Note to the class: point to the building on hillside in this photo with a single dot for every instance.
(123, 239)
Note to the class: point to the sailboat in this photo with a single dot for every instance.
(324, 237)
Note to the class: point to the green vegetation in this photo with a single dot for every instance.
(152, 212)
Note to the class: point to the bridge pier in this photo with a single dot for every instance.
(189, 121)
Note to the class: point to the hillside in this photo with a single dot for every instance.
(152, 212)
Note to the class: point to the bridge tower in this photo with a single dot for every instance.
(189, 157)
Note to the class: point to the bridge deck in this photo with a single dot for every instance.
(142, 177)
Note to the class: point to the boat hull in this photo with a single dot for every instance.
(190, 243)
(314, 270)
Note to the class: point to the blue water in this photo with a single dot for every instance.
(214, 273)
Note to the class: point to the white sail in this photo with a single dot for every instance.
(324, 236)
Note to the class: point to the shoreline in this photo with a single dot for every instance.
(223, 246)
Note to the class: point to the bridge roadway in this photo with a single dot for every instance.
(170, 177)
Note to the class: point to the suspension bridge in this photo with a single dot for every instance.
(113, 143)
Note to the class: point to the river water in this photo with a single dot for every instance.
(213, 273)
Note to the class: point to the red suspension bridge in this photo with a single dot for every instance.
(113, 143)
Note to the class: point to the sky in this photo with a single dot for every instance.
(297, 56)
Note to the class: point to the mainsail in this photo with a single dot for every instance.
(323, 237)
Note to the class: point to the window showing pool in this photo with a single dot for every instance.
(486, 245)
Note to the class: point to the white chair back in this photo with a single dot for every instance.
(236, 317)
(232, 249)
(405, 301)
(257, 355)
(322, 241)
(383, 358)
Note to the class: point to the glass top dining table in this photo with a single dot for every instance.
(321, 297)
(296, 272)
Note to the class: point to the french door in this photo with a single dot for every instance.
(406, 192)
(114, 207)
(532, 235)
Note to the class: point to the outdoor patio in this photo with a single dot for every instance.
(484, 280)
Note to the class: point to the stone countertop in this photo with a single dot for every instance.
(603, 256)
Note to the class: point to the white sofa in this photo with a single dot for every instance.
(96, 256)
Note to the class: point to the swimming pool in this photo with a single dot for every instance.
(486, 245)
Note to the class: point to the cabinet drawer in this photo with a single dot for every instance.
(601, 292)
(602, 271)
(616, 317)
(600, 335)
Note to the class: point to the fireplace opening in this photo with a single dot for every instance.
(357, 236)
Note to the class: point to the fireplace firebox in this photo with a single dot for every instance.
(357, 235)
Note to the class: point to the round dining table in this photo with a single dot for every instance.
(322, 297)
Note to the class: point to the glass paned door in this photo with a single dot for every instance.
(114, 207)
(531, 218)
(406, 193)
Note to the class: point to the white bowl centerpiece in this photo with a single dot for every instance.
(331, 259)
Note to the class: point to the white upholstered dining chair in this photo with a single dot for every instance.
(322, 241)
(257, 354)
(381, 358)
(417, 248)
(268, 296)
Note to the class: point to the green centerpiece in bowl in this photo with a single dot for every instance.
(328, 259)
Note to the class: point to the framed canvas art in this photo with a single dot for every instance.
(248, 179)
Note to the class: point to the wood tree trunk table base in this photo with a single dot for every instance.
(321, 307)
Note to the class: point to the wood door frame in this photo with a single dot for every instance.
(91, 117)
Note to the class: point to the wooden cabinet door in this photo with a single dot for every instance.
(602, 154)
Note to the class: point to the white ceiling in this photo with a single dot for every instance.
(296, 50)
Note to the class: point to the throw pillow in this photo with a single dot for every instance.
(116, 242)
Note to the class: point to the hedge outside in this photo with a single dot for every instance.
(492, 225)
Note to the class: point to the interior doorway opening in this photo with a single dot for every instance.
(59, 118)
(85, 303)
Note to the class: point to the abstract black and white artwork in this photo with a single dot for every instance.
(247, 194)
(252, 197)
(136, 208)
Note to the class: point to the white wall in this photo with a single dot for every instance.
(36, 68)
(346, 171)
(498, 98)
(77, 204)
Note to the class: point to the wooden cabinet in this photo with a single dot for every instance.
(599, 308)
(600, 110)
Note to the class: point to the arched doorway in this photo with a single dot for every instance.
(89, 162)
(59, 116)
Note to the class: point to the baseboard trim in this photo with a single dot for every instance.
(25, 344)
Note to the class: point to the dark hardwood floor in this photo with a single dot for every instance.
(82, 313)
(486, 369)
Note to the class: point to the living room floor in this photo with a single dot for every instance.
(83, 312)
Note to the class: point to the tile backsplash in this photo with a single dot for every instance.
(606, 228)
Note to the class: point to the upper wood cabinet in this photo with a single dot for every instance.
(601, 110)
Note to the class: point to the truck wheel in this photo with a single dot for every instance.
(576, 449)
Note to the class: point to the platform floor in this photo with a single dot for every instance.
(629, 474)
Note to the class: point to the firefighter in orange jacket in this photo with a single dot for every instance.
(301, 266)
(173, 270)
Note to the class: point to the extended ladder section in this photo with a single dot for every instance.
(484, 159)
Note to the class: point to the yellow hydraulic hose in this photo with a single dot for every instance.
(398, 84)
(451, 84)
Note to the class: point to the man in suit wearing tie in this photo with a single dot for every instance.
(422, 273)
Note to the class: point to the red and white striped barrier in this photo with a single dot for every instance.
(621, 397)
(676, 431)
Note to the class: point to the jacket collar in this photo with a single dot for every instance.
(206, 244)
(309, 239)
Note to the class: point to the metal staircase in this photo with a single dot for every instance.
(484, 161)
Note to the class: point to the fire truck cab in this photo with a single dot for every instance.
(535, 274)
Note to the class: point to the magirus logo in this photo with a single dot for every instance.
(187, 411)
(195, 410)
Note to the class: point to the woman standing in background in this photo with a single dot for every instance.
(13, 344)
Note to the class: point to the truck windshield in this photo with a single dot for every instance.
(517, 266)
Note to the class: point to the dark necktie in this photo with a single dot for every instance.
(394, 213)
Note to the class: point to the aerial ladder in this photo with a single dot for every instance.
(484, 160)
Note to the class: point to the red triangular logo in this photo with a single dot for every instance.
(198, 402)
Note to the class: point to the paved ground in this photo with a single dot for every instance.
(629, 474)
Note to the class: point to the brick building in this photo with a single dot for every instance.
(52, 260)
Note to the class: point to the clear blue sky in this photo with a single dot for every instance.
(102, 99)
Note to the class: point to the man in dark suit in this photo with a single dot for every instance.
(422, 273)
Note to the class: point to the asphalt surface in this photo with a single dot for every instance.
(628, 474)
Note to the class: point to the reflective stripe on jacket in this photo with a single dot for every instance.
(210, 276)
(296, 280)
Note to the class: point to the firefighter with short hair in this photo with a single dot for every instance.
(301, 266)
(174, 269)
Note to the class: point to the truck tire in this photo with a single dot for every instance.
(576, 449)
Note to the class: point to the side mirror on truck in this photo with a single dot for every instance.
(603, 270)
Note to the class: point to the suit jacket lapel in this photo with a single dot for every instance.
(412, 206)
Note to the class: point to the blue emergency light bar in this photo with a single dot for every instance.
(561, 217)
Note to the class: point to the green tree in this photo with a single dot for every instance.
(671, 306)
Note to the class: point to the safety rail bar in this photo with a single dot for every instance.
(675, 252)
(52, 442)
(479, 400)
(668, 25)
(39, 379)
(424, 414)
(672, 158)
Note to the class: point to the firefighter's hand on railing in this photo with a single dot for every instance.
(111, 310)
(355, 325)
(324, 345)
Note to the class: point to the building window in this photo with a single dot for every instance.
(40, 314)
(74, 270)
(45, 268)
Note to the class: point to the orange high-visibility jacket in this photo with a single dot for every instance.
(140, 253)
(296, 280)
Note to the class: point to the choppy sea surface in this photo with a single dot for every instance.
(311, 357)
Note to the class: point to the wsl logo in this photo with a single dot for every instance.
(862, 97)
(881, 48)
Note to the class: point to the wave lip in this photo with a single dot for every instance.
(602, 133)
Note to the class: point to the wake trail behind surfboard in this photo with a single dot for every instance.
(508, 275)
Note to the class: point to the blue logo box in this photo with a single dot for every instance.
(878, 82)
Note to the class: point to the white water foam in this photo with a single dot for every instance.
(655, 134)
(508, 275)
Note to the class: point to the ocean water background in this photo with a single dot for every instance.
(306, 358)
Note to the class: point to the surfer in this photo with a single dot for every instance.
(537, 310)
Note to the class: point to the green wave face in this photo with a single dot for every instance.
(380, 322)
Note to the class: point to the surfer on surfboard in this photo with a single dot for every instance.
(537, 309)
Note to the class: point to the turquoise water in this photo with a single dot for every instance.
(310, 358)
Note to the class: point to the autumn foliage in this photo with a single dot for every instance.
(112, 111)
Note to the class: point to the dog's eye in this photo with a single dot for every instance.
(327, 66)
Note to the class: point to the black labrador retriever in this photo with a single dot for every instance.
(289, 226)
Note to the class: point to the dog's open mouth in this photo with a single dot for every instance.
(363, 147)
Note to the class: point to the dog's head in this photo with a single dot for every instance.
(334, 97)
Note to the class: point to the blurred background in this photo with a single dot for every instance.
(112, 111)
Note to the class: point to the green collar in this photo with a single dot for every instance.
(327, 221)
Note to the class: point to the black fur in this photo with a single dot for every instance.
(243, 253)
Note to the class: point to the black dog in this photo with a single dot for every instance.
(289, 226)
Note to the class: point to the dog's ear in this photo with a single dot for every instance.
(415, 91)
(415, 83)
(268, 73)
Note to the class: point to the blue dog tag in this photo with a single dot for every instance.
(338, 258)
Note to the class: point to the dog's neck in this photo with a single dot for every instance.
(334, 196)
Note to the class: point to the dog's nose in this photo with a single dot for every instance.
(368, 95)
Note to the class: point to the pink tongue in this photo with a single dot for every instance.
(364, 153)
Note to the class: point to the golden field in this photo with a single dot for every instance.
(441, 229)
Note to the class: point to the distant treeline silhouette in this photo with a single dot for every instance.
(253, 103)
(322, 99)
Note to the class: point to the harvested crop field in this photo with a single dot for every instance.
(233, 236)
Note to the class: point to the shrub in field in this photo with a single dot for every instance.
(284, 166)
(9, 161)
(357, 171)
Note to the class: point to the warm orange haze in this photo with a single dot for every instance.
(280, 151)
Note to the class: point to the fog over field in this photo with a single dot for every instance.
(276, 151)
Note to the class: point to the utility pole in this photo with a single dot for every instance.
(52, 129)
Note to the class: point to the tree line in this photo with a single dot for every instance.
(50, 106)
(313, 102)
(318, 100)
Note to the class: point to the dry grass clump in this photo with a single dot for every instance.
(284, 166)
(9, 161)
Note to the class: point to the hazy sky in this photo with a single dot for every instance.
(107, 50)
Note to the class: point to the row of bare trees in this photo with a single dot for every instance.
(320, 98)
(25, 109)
——————
Retype everything in the data above, from the line containing "Note to the class: point to the dog's neck" down to the final line, with both of those lines included.

Note to the class: point to the dog's neck in this photo with a single dot for every instance.
(334, 196)
Note to the class: point to the dog's nose in this photo with a single dot for every instance.
(368, 95)
Note to the class: point to the pink tongue in this photo with a single dot for every instance.
(364, 153)
Note to the class: point to the golden field in this photo with a single dot for every instance.
(441, 229)
Note to the class: point to the distant treeline silhouette in this photo with a single dot for every instance.
(253, 103)
(322, 99)
Note to the class: point to the harvested crop field in this photo with a single dot for every instance.
(233, 236)
Note to the class: point to the shrub in field in this photo with a single dot for every instance.
(284, 166)
(9, 161)
(357, 171)
Note to the class: point to the warm orange haze in this photo with a single dot for every instance.
(280, 151)
Note to the class: point to the fog over field in this photo with a single dot for every instance.
(276, 151)
Note to the class: point to the utility pole in this photo with a single dot for every instance.
(52, 129)
Note to the class: point to the tree line in this photo with a single dot for every instance.
(50, 106)
(313, 102)
(318, 100)
Note to the class: point to the dry grass clump in this photo with a single dot for every instance.
(284, 166)
(9, 161)
Note to the class: point to the hazy sky in this photo with a single dot for every instance.
(107, 50)
Note to the class: point to the row of bare trees in this photo with a single dot for every instance.
(320, 98)
(25, 109)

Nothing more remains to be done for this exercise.